◆ **What you have to do**: Take the line that contains "# mark a point" as the first line and the last line of the material below as the final one; reproduce exactly the lines between, inclusive.

◆ **Given data**:
================================
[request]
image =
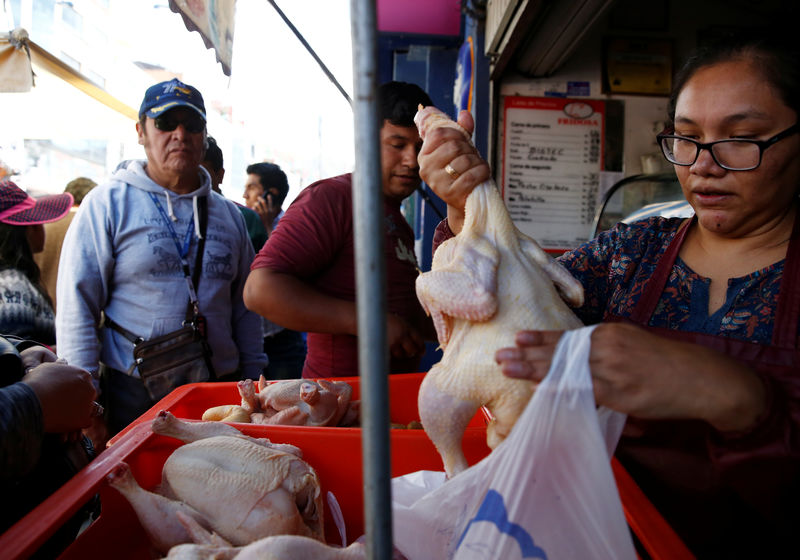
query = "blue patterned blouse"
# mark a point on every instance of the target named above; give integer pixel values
(614, 266)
================================
◆ **Reply**:
# mark a point on every instance of the target named above; give integer pixel values
(614, 266)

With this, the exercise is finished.